* **Tugas 1**: Saring baris-baris di bawah dan salin setiap baris yang memuat kata "players".

Menurut saya, analisis Magda ini kurang tepat. Saya sama sekali tidak setuju. 
Sebaiknya Magda membaca sejarah perkembangan kelompok-kelompok teroris yang 
memakai ideologi Islam yang polanya di mana-mana kurang lebih sama. Bahasa 
mereka kurang lebih sama, dan ideologi mereka juga kurang lebih mirip-mirip.

Masalah ketidakadilan dan kesenjangan ekonomi, di mata saya, adalah isu 
sekunder bagi kaum teroris yang memakai ideologi Islam itu, atau malah isu yang 
sama sekali tak penting. Isu utama bagi mereka adalah agama. Mereka memandang 
bahwa dunia Islam saat ini dijajah oleh Amerika, oleh para "salibis", yang 
menganut ideologi sekuler yang bertentangan dengan doktrin dan ajaran Islam.

Bahasa kaum teroris yang memakai ideologi Islam itu di mana-mana sama, yaitu 
bahasa agama. Saya tak sepakat dengan mereka yang menganggap bahwa bahasa agama 
di tangan teroris itu adalah sekedar selubung saja untuk menutupi isu yang 
sebenarnya: isu ketidakadilan. Di mata saya, isu ketidakadilan bukanlah isu 
utama bagi mereka. Yang lebih utama bagi mereka adalah memerangi musuh-musuh 
Allah yang mengancam Islam.

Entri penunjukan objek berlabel
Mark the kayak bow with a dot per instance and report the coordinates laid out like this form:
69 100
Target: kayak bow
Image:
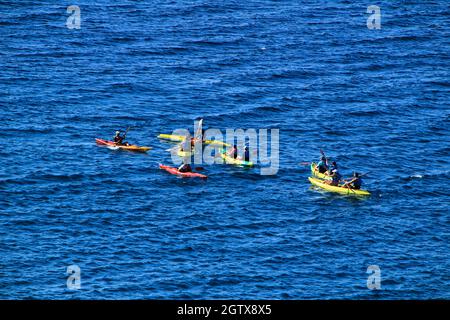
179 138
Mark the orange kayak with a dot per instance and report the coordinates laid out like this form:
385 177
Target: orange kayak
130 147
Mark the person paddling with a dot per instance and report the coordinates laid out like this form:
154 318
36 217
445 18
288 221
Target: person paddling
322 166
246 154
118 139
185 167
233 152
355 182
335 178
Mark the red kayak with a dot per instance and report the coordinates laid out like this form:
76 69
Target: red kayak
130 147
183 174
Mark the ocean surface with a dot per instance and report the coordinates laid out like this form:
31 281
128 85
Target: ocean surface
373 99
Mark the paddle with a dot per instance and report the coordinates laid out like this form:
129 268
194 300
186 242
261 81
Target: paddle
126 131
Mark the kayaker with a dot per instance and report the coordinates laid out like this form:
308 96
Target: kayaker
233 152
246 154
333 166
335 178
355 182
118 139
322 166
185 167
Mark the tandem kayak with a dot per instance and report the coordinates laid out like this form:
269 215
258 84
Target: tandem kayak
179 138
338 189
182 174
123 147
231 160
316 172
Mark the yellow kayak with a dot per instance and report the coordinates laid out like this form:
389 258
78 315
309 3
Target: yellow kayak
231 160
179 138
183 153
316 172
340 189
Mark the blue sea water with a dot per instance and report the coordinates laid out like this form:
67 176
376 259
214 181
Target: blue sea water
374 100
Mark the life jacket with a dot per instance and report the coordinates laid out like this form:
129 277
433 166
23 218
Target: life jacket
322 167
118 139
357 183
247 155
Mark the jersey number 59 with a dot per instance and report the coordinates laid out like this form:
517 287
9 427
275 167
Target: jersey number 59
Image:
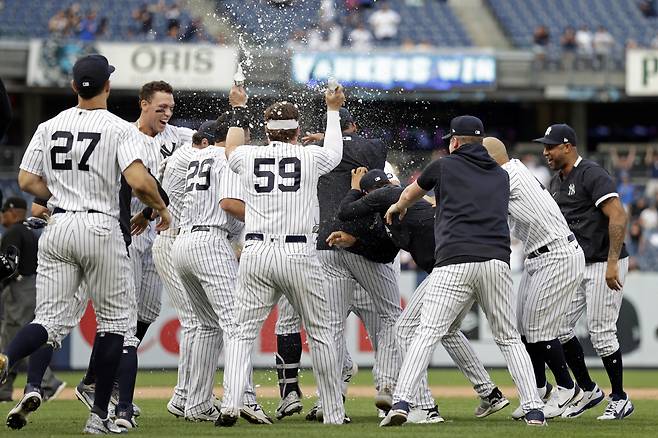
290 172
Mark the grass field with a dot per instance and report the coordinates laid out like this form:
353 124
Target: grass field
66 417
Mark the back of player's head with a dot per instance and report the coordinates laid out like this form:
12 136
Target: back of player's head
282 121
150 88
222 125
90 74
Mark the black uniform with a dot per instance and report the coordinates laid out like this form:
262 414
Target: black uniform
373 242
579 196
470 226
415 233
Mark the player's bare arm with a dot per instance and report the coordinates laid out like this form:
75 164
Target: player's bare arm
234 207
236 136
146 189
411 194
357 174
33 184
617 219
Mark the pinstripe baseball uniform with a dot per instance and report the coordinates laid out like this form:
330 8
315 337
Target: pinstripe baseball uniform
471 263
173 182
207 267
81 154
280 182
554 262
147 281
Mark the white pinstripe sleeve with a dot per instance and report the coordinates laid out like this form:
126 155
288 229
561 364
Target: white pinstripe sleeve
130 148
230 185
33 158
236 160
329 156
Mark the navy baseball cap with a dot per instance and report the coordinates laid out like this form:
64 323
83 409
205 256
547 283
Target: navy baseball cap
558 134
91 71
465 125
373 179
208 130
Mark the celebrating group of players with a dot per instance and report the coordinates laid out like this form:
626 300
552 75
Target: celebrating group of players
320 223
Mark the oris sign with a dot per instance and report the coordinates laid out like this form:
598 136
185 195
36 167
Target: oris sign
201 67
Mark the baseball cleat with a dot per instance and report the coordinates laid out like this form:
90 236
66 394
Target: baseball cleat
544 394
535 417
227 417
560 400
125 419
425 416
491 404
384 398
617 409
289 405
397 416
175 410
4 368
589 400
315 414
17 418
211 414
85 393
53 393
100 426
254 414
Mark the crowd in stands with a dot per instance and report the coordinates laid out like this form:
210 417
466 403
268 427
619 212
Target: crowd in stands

* **Tugas 2**: Sebutkan semua sebutan yang dipakai dalam teks tentang terorisme berideologi Islam di atas untuk pihak yang, menurut pandangan kaum teroris, menjajah atau mengancam Islam.

* **Jawaban 1**:
Mark the celebrating group of players with a dot per instance and report the coordinates laid out like this form:
Target: celebrating group of players

* **Jawaban 2**:
- Amerika
- para "salibis"
- musuh-musuh Allah